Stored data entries
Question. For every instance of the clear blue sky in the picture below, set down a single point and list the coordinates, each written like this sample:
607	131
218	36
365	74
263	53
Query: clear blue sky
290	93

■ PROBLEM STATEMENT ■
Output the records in full, exactly.

■ ANSWER TO THE EXERCISE ■
Question. For every instance of the clear blue sky in the picture below, set down a single point and list the coordinates, each written like this sample:
607	131
218	36
365	74
263	53
Query: clear blue sky
290	93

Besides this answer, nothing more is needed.